Set task: Reproduce the lines below from the beginning up to and including the line with "[338,104,461,206]". Omit the pictures from your answer.

Task material:

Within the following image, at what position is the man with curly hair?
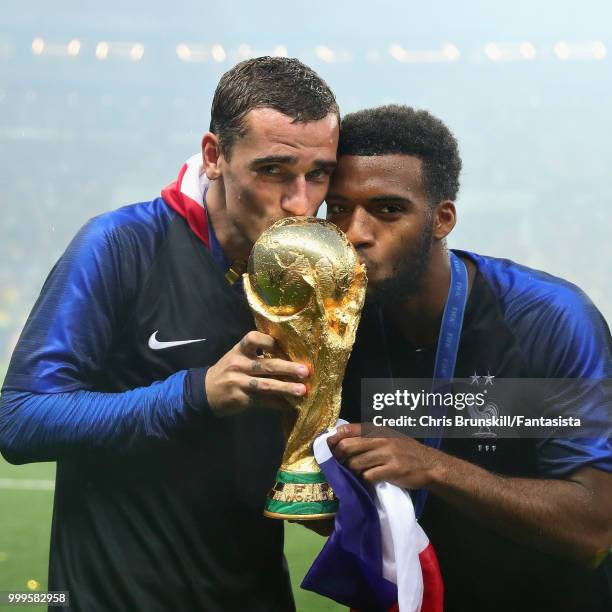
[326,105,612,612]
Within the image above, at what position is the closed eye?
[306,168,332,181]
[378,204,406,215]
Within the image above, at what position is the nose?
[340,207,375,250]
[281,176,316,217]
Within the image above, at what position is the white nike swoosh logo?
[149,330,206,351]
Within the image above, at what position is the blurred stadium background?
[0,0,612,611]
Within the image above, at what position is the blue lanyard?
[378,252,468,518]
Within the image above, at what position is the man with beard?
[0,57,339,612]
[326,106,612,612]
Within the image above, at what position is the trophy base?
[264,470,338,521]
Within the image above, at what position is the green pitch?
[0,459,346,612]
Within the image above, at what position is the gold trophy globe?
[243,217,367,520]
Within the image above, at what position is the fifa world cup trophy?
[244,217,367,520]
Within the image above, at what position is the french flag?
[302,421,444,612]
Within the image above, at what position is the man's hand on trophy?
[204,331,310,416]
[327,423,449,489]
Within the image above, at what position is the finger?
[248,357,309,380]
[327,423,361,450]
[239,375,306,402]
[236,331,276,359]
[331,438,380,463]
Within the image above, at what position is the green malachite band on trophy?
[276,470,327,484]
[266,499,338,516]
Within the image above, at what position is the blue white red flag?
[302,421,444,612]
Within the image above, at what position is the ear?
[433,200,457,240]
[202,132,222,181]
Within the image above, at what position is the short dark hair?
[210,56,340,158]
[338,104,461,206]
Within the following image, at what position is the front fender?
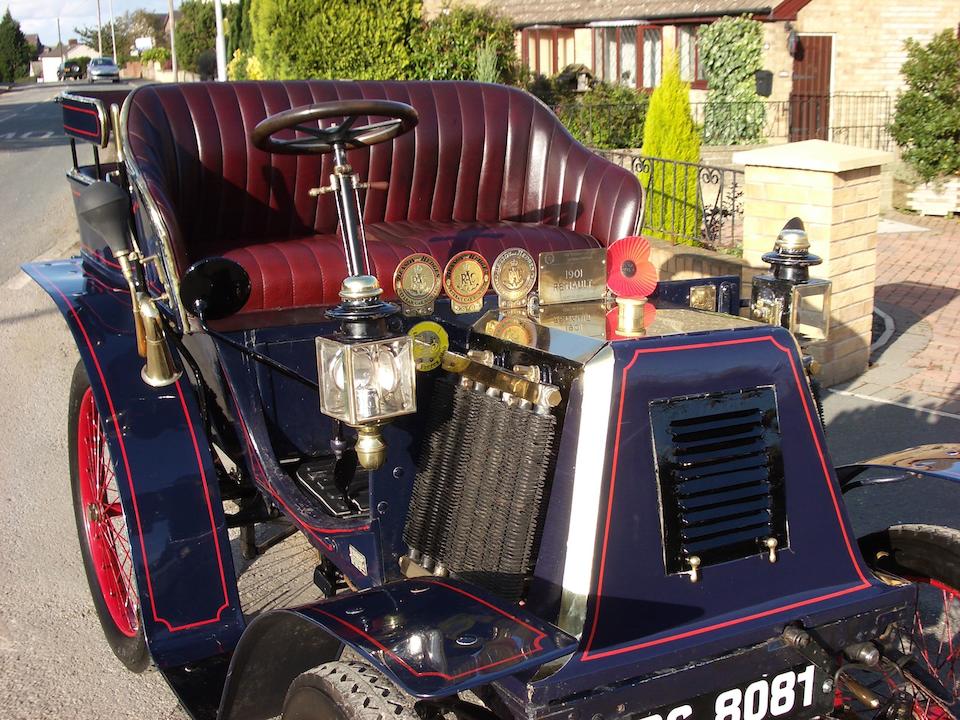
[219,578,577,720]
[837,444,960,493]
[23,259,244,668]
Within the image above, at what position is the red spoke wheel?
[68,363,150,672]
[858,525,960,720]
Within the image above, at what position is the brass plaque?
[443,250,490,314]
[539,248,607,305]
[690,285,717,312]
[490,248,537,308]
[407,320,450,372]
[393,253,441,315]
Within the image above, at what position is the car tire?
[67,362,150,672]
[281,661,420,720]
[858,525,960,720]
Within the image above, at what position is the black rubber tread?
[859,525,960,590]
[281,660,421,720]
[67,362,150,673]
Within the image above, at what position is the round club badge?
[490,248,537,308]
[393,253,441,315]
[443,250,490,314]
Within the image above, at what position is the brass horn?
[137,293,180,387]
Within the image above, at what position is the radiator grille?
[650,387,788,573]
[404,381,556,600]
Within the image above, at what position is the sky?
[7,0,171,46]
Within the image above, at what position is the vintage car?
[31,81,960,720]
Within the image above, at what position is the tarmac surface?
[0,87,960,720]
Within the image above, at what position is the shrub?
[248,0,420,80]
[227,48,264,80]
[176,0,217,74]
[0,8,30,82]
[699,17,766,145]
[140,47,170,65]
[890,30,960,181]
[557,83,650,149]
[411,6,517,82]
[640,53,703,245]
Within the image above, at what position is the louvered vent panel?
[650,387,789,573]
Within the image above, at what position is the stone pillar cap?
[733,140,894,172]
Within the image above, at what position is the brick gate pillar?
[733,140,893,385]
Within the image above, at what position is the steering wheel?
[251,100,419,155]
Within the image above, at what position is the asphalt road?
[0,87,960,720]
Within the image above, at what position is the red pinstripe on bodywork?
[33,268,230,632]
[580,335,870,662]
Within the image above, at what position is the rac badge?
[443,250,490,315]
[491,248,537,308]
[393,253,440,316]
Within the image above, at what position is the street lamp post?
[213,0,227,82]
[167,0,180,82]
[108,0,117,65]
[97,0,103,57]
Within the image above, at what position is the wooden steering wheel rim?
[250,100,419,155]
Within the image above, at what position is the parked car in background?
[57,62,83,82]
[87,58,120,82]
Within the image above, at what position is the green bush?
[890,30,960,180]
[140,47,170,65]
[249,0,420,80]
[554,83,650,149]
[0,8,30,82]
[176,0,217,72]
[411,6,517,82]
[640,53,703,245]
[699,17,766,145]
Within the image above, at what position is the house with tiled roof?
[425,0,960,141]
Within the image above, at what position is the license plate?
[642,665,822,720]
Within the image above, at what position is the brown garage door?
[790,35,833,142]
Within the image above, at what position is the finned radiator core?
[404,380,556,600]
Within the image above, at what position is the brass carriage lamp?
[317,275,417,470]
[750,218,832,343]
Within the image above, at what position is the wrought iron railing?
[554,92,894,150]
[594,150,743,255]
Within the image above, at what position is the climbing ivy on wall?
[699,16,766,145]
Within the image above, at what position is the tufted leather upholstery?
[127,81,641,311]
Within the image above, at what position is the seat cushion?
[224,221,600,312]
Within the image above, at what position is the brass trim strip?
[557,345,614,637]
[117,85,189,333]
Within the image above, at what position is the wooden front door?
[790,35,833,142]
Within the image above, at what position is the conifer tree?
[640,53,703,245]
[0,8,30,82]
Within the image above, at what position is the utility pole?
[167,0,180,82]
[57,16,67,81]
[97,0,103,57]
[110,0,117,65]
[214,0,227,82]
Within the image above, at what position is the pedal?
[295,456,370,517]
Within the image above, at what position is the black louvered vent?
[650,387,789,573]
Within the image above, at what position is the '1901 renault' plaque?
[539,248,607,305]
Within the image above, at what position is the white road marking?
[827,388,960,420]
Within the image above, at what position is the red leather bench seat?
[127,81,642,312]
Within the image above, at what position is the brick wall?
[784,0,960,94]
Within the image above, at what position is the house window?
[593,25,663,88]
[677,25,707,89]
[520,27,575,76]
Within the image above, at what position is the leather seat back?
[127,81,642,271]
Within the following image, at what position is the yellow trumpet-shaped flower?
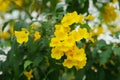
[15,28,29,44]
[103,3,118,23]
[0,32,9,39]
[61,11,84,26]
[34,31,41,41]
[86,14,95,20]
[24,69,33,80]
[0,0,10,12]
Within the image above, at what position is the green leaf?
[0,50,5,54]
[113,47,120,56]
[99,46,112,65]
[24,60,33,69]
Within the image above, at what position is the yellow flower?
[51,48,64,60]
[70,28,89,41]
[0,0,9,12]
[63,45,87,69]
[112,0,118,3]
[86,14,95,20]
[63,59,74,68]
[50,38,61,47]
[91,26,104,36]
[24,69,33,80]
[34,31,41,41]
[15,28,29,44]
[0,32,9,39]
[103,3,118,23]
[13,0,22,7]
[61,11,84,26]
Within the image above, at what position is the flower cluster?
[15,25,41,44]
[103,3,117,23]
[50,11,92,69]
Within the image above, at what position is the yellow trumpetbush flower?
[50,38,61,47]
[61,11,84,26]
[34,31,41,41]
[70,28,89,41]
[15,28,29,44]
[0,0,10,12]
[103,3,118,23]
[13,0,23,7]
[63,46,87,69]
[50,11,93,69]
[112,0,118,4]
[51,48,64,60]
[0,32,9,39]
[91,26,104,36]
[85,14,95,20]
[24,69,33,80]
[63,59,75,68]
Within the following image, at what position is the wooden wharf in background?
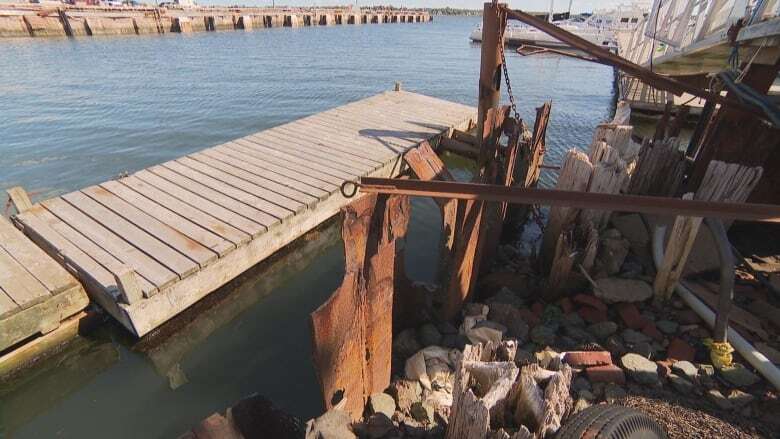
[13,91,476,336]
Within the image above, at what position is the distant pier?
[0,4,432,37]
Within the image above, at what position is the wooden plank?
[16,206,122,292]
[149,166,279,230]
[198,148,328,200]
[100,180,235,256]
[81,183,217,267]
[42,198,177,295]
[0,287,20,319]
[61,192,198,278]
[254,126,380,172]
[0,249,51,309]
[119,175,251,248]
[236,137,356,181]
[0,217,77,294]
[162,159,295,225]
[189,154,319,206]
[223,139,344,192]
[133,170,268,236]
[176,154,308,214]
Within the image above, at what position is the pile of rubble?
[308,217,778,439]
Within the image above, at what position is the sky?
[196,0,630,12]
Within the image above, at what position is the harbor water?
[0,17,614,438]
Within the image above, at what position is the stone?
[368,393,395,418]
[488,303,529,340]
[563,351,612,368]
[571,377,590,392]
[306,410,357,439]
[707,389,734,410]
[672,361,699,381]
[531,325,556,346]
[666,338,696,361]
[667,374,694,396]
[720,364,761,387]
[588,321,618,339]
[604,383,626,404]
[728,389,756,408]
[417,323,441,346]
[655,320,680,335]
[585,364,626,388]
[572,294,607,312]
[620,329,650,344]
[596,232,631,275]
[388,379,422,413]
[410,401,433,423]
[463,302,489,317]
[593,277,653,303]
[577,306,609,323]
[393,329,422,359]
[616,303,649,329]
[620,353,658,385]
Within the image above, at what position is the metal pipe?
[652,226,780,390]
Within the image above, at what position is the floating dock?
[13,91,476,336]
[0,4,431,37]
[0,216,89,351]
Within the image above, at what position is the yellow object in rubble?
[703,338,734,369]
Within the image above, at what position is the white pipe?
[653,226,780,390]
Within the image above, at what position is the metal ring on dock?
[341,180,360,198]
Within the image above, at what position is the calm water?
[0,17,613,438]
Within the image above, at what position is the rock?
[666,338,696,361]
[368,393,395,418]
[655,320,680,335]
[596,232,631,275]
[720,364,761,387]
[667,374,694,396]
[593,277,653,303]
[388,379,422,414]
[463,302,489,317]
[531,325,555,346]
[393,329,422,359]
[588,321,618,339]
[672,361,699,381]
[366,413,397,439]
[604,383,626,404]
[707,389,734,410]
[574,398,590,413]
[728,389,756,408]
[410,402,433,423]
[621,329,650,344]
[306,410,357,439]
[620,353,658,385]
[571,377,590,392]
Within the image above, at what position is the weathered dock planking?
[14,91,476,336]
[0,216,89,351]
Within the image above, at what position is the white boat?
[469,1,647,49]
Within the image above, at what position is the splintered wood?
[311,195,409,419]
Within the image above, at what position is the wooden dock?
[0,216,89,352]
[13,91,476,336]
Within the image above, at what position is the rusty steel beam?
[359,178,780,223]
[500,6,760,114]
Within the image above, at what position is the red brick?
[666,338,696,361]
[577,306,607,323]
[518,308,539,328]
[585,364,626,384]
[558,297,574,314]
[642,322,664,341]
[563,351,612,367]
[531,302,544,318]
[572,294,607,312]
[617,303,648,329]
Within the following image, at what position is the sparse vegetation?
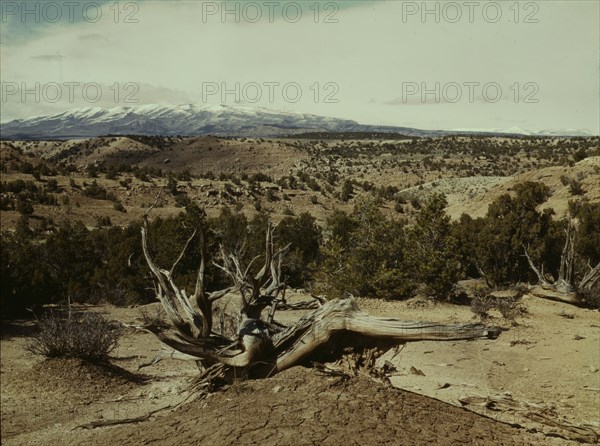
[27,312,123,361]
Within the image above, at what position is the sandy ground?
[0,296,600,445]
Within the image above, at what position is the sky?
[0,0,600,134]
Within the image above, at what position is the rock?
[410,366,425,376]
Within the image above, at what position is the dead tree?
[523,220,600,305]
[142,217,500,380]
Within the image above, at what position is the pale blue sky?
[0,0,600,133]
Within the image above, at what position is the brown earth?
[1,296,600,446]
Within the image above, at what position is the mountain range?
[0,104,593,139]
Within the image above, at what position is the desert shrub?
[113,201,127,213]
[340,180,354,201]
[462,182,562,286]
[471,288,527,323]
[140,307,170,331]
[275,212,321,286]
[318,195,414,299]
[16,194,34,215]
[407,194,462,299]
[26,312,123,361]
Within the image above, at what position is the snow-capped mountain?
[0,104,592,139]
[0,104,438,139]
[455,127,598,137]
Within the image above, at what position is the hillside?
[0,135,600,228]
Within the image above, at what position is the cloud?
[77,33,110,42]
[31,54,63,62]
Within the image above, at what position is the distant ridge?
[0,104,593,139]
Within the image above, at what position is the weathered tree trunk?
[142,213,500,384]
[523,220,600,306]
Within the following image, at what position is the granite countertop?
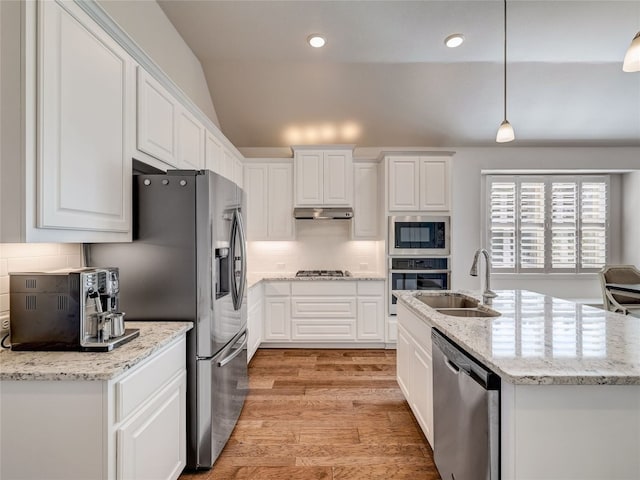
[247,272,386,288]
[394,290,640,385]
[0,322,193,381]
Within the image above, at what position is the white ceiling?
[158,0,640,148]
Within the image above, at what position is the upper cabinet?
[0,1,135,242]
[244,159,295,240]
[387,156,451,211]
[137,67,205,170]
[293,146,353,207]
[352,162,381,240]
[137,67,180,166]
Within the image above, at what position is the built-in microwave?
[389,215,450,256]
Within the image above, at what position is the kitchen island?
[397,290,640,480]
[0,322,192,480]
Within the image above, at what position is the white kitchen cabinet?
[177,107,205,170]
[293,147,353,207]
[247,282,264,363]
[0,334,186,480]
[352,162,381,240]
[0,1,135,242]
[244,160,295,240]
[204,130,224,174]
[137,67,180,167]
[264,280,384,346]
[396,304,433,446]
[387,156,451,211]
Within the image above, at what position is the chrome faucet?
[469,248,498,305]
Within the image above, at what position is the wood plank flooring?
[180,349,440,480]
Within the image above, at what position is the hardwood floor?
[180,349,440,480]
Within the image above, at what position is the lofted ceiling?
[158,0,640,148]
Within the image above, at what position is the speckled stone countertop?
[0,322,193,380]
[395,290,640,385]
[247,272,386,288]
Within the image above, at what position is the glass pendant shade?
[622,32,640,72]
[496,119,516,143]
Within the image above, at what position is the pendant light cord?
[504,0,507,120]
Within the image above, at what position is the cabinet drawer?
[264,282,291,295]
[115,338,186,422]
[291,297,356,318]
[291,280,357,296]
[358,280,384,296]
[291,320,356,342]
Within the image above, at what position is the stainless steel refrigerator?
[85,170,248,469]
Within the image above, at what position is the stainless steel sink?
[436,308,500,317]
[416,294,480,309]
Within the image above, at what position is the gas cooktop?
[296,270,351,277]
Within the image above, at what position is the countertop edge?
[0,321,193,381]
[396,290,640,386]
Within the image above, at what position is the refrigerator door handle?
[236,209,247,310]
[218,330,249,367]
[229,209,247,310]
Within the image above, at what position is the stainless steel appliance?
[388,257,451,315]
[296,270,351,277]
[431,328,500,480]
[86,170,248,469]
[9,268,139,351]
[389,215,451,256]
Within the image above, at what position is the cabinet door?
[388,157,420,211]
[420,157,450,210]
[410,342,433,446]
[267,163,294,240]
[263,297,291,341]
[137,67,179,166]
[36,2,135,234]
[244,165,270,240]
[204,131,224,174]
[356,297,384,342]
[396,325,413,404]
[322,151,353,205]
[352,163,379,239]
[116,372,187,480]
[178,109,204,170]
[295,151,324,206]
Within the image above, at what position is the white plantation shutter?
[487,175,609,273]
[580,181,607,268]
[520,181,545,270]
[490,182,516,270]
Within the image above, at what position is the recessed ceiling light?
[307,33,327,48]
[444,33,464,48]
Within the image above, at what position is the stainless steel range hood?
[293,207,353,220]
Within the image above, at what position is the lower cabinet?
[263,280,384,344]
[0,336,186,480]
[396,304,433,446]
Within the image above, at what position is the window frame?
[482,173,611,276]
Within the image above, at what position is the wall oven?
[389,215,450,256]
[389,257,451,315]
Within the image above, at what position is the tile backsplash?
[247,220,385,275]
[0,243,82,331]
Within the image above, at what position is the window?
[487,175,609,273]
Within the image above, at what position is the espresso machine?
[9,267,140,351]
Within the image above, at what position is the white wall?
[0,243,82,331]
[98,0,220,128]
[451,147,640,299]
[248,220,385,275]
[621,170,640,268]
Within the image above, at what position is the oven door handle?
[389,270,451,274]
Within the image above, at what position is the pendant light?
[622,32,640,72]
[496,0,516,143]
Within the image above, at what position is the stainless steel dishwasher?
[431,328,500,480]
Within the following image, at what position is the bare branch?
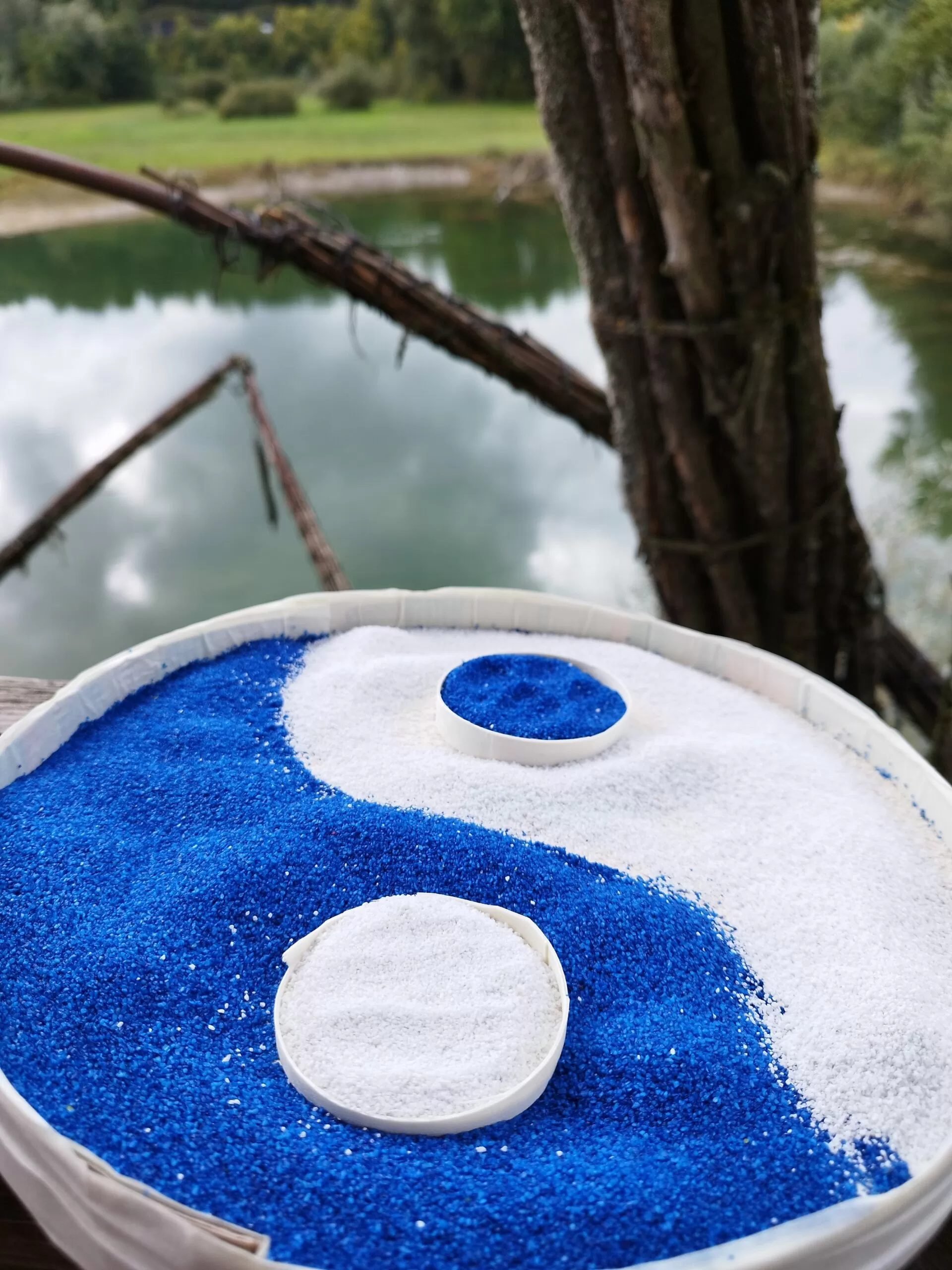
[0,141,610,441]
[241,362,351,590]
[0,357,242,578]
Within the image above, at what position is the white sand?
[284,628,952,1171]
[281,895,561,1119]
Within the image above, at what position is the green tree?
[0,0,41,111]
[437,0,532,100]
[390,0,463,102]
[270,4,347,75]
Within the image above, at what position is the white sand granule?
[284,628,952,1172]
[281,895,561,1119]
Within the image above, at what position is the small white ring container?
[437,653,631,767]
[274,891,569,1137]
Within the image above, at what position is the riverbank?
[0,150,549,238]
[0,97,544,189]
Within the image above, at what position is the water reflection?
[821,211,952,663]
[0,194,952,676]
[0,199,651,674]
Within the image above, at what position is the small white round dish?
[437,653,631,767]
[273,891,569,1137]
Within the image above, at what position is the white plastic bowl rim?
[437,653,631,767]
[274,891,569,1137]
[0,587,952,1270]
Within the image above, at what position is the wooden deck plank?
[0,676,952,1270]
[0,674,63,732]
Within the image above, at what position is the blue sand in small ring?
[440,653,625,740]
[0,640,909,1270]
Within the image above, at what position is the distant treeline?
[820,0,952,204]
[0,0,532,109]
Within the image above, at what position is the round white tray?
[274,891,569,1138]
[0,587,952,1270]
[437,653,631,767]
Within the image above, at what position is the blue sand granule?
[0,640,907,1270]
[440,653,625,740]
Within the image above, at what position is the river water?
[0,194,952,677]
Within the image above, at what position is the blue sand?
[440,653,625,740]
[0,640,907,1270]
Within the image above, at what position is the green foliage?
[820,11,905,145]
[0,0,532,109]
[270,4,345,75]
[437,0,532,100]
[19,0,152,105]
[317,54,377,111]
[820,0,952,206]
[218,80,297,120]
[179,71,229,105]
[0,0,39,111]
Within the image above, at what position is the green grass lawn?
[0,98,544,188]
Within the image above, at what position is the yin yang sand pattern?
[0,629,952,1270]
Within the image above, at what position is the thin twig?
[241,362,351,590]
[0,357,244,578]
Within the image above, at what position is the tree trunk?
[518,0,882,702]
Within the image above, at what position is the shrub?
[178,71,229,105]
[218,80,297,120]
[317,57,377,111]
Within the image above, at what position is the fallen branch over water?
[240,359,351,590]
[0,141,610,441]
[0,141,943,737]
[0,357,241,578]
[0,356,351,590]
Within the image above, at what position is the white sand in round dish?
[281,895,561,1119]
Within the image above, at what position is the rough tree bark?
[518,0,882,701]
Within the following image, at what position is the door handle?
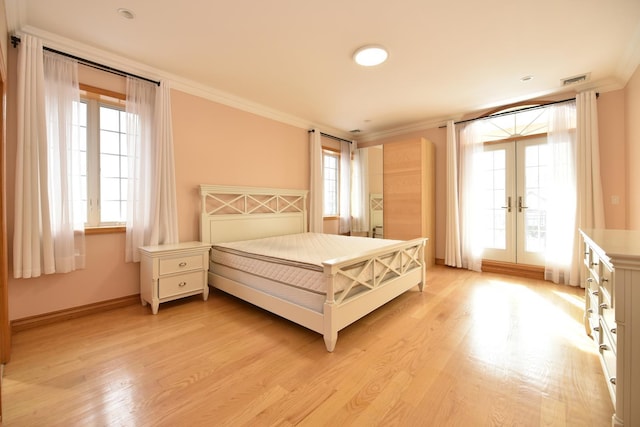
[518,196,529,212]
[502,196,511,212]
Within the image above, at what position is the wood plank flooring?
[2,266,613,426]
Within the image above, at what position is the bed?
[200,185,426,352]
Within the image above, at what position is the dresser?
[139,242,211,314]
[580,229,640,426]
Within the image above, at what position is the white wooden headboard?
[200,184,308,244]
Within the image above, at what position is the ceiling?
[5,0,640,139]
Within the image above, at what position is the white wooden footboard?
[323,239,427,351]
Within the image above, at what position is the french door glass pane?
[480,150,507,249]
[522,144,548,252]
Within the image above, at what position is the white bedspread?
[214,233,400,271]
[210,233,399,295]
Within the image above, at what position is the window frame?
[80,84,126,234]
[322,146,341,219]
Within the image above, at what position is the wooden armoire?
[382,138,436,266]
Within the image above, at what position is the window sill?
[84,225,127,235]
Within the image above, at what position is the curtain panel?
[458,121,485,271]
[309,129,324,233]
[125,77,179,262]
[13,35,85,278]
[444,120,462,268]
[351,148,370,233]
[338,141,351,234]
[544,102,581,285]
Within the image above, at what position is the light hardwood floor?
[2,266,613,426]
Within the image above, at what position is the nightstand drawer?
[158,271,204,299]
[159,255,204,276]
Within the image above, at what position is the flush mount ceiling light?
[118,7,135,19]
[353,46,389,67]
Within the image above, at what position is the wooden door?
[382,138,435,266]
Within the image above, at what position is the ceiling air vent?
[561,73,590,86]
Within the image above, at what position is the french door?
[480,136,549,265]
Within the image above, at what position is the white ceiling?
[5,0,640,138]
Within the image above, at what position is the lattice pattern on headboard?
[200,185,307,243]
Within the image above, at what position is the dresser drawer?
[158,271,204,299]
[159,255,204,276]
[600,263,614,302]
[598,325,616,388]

Finished task:
Within the following image, at what position is the man with curly hair?
[326,105,612,612]
Within the image above, at what position is the closed eye?
[306,168,332,181]
[378,204,406,215]
Within the image above, at what position is the nose?
[340,207,375,250]
[281,176,316,217]
Within the image above, at what position is the white nike swoosh logo?
[149,330,206,351]
Within the image above, at what position is the blurred stadium background?
[0,0,612,611]
Within the image above, at what position is the blue lanyard?
[378,252,468,518]
Within the image above, at what position is the man with beard?
[0,57,339,612]
[326,106,612,612]
Within the image above, at what position is the trophy base?
[264,470,338,521]
Within the image above, at what position is the green pitch?
[0,459,346,612]
Within the image above, at what position is the gold trophy globe?
[243,217,367,520]
Within the image above, at what position is the fifa world cup trophy?
[244,217,367,520]
Within the image above, at what position is the french flag?
[302,421,444,612]
Within the image above, at what position is the man's hand on trophy?
[204,331,310,416]
[327,423,449,489]
Within the image above, at what position is the finger?
[248,357,309,380]
[327,423,361,450]
[239,375,306,402]
[236,331,276,359]
[331,438,380,463]
Within the image above, at what position is the green malachite band on trophy?
[276,470,327,484]
[266,499,338,516]
Within the image above, at what position is the blue white red flag?
[302,421,444,612]
Within the image above, at what position is the ear?
[433,200,457,240]
[202,132,222,181]
Within the image above, at what position is the short dark hair?
[210,56,340,158]
[338,104,461,206]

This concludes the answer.